__Your objective__: Update the rows starting with the line that contains "Is the low vegetation" and going on through the line that contains "[259,92,348,129]", replacing "understory bush" with "undergrowth shrub" and changing nothing else, and leave the pictures out of your answer.

__Given information__:

=====

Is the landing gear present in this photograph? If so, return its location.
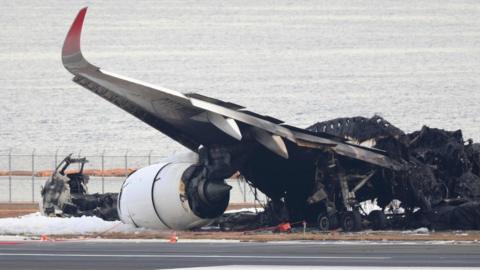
[317,214,330,232]
[317,214,338,232]
[368,210,387,231]
[341,210,362,232]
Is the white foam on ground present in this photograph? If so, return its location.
[0,212,145,235]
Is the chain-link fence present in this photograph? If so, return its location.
[0,150,265,203]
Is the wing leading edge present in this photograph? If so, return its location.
[62,8,401,169]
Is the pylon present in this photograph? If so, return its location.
[170,231,178,244]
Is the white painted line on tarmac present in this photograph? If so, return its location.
[0,253,392,260]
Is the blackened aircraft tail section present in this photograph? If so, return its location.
[62,8,401,169]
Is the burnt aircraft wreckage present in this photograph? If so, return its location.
[47,9,480,231]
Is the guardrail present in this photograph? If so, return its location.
[0,150,266,203]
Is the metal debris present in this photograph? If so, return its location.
[40,154,118,220]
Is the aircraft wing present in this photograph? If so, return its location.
[62,8,400,169]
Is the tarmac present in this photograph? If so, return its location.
[0,240,480,270]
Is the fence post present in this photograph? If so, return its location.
[148,150,153,166]
[8,148,12,203]
[102,149,105,194]
[241,176,247,203]
[32,148,35,202]
[53,148,58,169]
[125,149,128,177]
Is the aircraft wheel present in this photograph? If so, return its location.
[368,210,387,230]
[328,214,338,230]
[317,214,330,231]
[341,211,362,232]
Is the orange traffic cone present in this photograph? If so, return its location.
[170,231,178,244]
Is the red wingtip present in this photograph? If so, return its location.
[62,7,87,56]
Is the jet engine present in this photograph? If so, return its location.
[118,153,231,230]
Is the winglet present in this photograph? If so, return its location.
[62,7,88,71]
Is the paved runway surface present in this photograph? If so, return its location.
[0,241,480,269]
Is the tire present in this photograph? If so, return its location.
[317,214,330,232]
[368,210,387,231]
[328,214,339,230]
[341,211,362,232]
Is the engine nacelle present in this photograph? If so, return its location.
[118,153,231,230]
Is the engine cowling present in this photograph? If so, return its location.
[118,154,231,230]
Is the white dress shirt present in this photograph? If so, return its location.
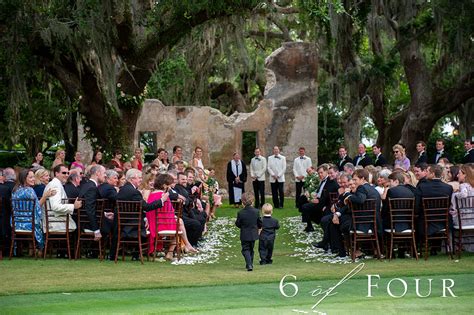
[293,155,312,182]
[250,155,267,181]
[267,154,286,183]
[43,177,76,232]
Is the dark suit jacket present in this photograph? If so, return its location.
[382,185,415,232]
[374,154,388,166]
[462,149,474,164]
[337,155,352,172]
[349,183,383,234]
[78,180,101,231]
[64,182,81,198]
[235,206,262,241]
[354,153,373,167]
[226,160,247,188]
[415,179,453,235]
[430,151,453,164]
[99,183,118,201]
[260,216,280,241]
[117,183,163,212]
[415,151,428,164]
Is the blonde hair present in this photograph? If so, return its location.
[392,144,405,156]
[262,203,273,215]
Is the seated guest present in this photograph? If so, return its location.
[415,165,453,240]
[138,173,156,202]
[110,149,123,171]
[301,164,339,232]
[174,173,204,247]
[415,141,428,164]
[12,170,56,255]
[33,168,49,198]
[345,169,383,235]
[450,164,474,225]
[71,151,86,171]
[337,145,352,172]
[328,172,356,257]
[64,172,81,198]
[354,143,373,167]
[392,144,410,171]
[44,164,82,232]
[430,139,451,164]
[78,165,107,241]
[117,168,168,237]
[31,152,44,170]
[382,172,415,232]
[372,144,388,166]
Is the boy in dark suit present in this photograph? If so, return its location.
[258,203,280,265]
[235,193,262,271]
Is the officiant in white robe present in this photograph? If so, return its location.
[227,152,247,205]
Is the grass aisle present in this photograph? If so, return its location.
[0,199,474,314]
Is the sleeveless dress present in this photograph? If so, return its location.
[146,190,176,254]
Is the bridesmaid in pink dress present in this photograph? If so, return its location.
[146,174,176,259]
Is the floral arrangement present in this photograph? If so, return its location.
[303,173,319,199]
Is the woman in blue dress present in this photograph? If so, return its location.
[12,170,56,250]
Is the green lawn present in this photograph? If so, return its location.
[0,200,474,314]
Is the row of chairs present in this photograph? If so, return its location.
[5,199,183,264]
[349,196,474,260]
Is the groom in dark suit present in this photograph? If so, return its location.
[235,193,262,271]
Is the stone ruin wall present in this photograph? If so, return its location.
[134,42,318,196]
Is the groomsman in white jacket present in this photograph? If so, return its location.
[268,146,286,208]
[250,148,267,208]
[293,147,312,208]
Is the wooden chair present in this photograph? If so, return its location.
[385,198,418,260]
[10,199,36,259]
[422,196,453,260]
[75,199,105,261]
[115,200,150,264]
[349,199,380,261]
[453,196,474,258]
[44,200,71,260]
[153,200,183,260]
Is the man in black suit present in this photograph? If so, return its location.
[64,172,81,199]
[226,152,247,205]
[117,168,169,237]
[415,141,428,164]
[98,170,119,260]
[78,165,105,241]
[337,145,352,172]
[354,143,373,167]
[235,193,262,271]
[174,172,204,247]
[415,165,453,240]
[462,139,474,164]
[382,172,415,232]
[345,169,383,235]
[301,164,339,232]
[431,139,453,164]
[372,144,388,166]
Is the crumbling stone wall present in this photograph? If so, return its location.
[134,42,318,195]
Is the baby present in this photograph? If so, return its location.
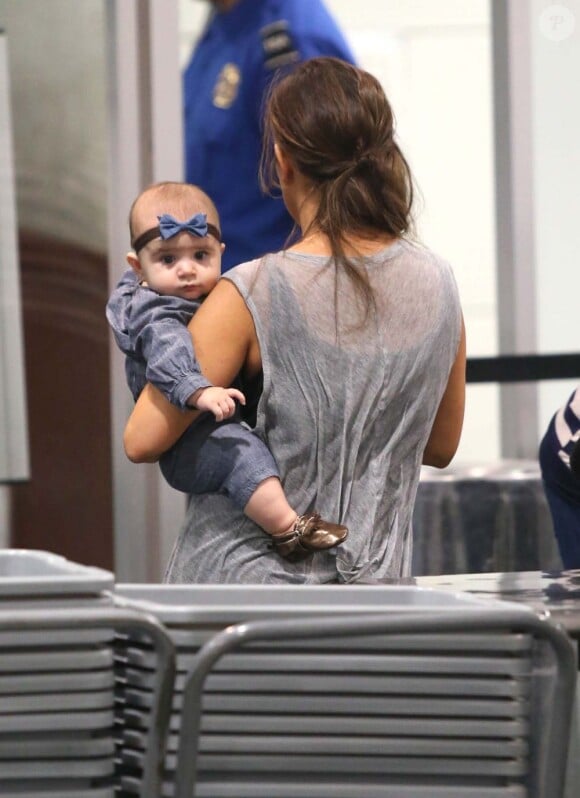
[107,182,348,559]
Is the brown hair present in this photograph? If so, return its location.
[261,57,413,324]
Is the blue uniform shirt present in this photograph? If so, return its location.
[184,0,354,271]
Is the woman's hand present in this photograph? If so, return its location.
[123,279,262,463]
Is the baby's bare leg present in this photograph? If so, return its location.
[244,477,348,559]
[244,477,298,535]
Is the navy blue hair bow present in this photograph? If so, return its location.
[157,213,207,240]
[131,213,221,252]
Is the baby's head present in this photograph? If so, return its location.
[127,182,225,299]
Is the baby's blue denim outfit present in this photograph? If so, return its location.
[106,269,279,510]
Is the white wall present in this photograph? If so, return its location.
[531,0,580,430]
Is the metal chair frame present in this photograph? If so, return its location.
[174,602,577,798]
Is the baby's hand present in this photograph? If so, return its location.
[188,386,246,421]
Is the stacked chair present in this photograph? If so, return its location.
[0,550,174,798]
[0,551,577,798]
[116,585,576,798]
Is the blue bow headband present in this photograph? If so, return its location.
[131,213,221,252]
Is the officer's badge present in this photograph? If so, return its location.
[213,64,242,108]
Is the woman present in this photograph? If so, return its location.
[125,58,465,584]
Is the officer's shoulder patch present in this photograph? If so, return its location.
[260,19,299,69]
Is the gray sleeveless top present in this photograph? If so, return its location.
[166,240,461,584]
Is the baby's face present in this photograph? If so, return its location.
[139,232,223,299]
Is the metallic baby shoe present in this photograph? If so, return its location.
[272,513,348,559]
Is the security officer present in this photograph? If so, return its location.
[184,0,354,271]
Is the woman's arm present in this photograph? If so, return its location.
[123,279,261,463]
[423,319,465,468]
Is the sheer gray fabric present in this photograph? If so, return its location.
[166,241,461,584]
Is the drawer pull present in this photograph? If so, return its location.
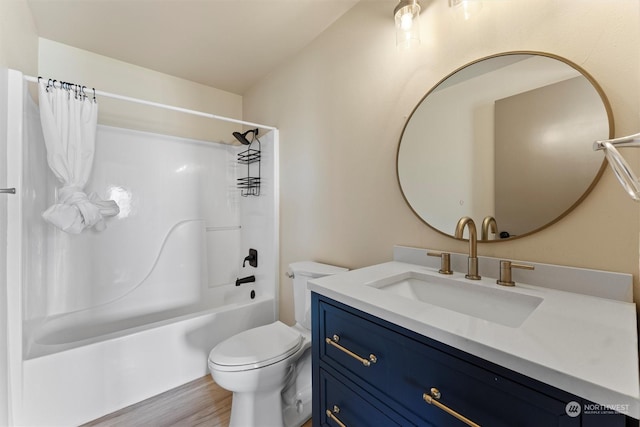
[326,405,347,427]
[422,387,480,427]
[324,335,378,367]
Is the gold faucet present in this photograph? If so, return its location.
[481,216,498,240]
[455,216,480,280]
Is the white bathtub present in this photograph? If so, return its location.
[14,288,275,426]
[0,70,279,427]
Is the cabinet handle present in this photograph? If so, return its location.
[324,335,378,368]
[326,405,347,427]
[422,387,480,427]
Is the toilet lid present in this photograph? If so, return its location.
[209,321,303,369]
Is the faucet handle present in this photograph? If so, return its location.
[496,259,535,286]
[427,252,453,274]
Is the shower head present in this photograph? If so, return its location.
[233,129,258,145]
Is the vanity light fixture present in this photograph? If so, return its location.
[393,0,420,49]
[593,133,640,202]
[449,0,482,21]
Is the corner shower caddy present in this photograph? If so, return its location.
[238,134,261,197]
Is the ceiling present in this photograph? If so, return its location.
[27,0,359,94]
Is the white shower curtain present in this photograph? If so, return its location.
[38,80,119,234]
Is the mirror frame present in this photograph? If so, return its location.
[396,50,615,243]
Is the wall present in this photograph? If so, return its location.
[244,0,640,323]
[38,38,242,142]
[0,0,38,426]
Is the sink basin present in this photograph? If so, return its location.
[366,271,542,328]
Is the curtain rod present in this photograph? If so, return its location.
[24,75,277,130]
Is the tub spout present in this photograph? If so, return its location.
[236,276,256,286]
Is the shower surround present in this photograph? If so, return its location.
[8,71,278,425]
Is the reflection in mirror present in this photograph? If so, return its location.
[397,52,613,240]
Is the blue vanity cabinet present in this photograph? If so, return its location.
[312,293,625,427]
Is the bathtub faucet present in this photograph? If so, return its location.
[236,276,256,286]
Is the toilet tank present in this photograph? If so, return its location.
[289,261,349,330]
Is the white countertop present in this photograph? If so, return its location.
[308,261,640,419]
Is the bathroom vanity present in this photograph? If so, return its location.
[309,248,640,427]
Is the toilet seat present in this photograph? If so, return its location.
[209,321,303,371]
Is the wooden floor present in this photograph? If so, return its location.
[83,375,311,427]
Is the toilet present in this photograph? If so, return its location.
[208,261,347,427]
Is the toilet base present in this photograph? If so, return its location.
[229,390,284,427]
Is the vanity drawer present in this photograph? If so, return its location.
[318,302,405,390]
[314,300,581,427]
[314,370,414,427]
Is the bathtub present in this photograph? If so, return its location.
[7,70,279,427]
[14,285,275,426]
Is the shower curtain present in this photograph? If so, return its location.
[38,80,119,234]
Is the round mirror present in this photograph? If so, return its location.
[397,52,613,241]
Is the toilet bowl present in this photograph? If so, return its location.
[208,261,347,427]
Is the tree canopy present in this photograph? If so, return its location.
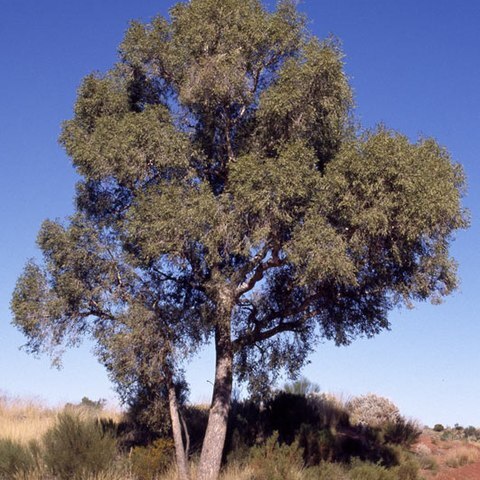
[12,0,467,480]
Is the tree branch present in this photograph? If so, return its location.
[235,247,284,300]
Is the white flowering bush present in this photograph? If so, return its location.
[347,393,402,428]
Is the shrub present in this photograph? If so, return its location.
[43,411,116,480]
[349,462,397,480]
[393,457,420,480]
[445,447,480,468]
[298,424,335,466]
[303,462,349,480]
[382,416,422,447]
[250,432,303,480]
[418,455,438,472]
[130,438,174,480]
[347,393,401,428]
[0,438,36,479]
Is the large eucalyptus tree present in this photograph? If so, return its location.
[12,0,466,480]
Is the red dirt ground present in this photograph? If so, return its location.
[416,432,480,480]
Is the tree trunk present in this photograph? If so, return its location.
[197,317,233,480]
[168,384,190,480]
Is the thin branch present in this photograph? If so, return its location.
[235,249,284,300]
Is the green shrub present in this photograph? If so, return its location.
[382,417,422,447]
[418,455,438,472]
[297,424,335,466]
[349,462,397,480]
[250,432,303,480]
[303,462,349,480]
[130,438,175,480]
[43,411,116,480]
[393,459,420,480]
[0,438,36,479]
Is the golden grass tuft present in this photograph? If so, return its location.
[0,397,58,443]
[0,396,122,444]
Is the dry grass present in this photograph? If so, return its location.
[445,446,480,468]
[0,397,58,443]
[0,396,122,444]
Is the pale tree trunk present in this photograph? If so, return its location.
[168,384,190,480]
[197,316,233,480]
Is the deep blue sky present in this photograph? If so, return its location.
[0,0,480,426]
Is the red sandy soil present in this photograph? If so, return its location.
[416,432,480,480]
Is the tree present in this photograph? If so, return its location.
[12,0,467,480]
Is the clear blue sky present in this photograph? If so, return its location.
[0,0,480,426]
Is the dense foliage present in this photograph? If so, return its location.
[12,0,466,480]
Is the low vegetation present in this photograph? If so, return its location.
[0,390,480,480]
[0,386,432,480]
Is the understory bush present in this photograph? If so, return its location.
[43,411,116,480]
[130,438,174,480]
[0,438,36,480]
[249,432,303,480]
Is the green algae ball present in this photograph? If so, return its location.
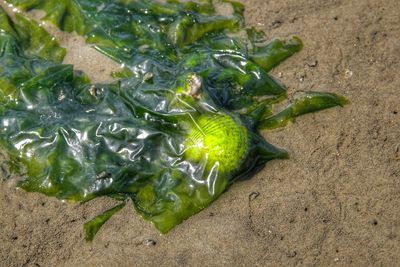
[185,113,250,173]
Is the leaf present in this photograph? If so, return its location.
[259,92,348,129]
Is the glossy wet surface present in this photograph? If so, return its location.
[1,1,399,265]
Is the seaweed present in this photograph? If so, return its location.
[0,0,347,241]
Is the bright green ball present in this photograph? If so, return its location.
[185,114,249,173]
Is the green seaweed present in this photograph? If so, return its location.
[0,0,346,240]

=====

__Reply__:
Is the low vegetation present in this photograph? If so, return its location.
[0,390,480,480]
[0,386,432,480]
Is the undergrowth shrub present in this photograph? If so, return its location.
[43,411,116,480]
[130,438,174,480]
[0,438,36,480]
[249,432,303,480]
Is the green algae ball present in this photograph? If so, return its location.
[185,113,250,173]
Is the leaf present in this photograph? If so, return its location.
[259,92,348,129]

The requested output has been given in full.